Could you please output all of the records exactly?

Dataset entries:
/---

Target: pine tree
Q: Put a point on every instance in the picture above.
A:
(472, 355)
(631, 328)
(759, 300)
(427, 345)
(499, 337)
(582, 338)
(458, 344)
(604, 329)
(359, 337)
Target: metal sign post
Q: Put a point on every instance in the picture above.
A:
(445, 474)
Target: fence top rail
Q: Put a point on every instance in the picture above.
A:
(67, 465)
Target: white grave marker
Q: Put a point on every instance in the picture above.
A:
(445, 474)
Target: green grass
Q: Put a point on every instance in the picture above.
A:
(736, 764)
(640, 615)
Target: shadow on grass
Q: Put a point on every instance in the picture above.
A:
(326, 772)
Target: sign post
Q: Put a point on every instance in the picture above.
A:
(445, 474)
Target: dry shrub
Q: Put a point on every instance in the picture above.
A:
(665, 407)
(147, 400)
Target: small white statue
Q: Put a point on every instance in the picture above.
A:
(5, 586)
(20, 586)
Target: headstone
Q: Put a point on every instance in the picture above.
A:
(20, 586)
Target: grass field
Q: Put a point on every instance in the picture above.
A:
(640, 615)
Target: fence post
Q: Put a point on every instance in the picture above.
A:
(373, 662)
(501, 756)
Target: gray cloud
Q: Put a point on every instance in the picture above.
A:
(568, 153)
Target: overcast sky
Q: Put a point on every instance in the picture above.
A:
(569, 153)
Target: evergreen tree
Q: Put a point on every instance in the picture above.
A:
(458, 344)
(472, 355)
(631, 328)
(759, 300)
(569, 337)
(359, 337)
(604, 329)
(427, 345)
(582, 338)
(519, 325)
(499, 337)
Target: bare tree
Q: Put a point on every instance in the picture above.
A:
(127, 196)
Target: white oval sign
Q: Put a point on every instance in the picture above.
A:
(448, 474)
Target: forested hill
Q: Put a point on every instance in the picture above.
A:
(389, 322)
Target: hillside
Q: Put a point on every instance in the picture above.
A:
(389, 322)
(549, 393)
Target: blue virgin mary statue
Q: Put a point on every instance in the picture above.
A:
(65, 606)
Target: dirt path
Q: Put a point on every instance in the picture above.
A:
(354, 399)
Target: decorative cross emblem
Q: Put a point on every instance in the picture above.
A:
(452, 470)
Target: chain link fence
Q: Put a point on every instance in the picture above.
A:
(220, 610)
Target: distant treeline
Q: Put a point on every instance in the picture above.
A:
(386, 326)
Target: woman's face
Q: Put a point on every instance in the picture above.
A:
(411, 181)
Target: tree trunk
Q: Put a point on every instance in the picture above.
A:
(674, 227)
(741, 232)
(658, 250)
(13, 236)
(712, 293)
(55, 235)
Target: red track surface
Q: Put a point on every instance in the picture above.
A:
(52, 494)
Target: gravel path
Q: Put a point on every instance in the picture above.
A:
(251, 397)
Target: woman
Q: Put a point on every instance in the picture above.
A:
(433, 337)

\---

> RESPONSE AREA:
Target: pine tree
Q: Put a point on every instance in the picture above.
A:
(472, 355)
(631, 328)
(759, 300)
(427, 345)
(499, 337)
(582, 338)
(458, 344)
(604, 329)
(359, 337)
Target: metal sign post
Q: Put a point on every instance in the picture above.
A:
(445, 474)
Target: fence top rail
Q: Put a point on every instance in the picture above.
A:
(67, 465)
Target: white grave marker
Q: Put a point on every instance in the picture above.
A:
(445, 474)
Target: green grass
Q: Put a point on every instance in the picture above.
A:
(736, 764)
(640, 615)
Target: shadow on grass
Q: Put a point on every instance in the picture above.
A:
(326, 772)
Target: sign post
Q: Put a point on every instance in the picture above.
A:
(445, 474)
Target: dry shrub
Q: Put a point on every instance in the picture above.
A:
(665, 407)
(147, 400)
Target: small white statue
Q: Put a point on every instance in the picture above.
A:
(5, 586)
(20, 586)
Target: headstone
Q: Put a point on every instance in the picture above.
A:
(20, 586)
Target: grass field
Q: Put a point on every instance in the picture above.
A:
(640, 615)
Target: fence post
Q: Put a point on every instance in the picture above.
A:
(373, 662)
(501, 756)
Target: gray cloud
Q: Put a point on every instance in the picture above.
A:
(568, 153)
Target: overcast sky
Q: Put a point on every instance in the picture above.
A:
(569, 153)
Target: evergreen tree
Q: Put a point on every instance in the picture above.
A:
(458, 344)
(472, 355)
(631, 328)
(759, 300)
(569, 337)
(359, 337)
(604, 329)
(427, 345)
(582, 338)
(519, 325)
(499, 337)
Target: bare tree
Q: Put a point on every instance in the picture above.
A:
(127, 196)
Target: white oval sign
Q: Put a point on every instance in the picture above.
A:
(448, 474)
Target: forested hill
Q: Put a point on every instance in the picture above.
A:
(389, 322)
Target: hillside
Q: Put a point on every instance in the picture above.
A:
(389, 322)
(549, 393)
Target: blue virgin mary statue
Q: Put a point on every instance in the picture above.
A:
(65, 606)
Target: dirt path
Q: Put a point on every instance in the picture above.
A:
(354, 399)
Target: decorative cross emblem
Q: Put a point on every instance in the picture above.
A:
(452, 470)
Target: chain link fence
Q: Put a point on every instance in the picture above.
A:
(220, 610)
Target: distant treeline
Q: Put a point on every instance in the picture above.
A:
(386, 326)
Target: woman's face
Q: Put a point on every instance in the picture above.
A:
(411, 181)
Target: tree trunk
Q: Put a point on every instance in the picture above.
A:
(674, 227)
(741, 232)
(658, 250)
(13, 236)
(712, 293)
(55, 235)
Target: red track surface
Q: Put a point on every instance in the picture above.
A:
(52, 494)
Target: gravel path
Q: Put a point on every instance in the picture above.
A:
(251, 397)
Target: woman
Q: Put a point on every instance in the picture above.
A:
(433, 337)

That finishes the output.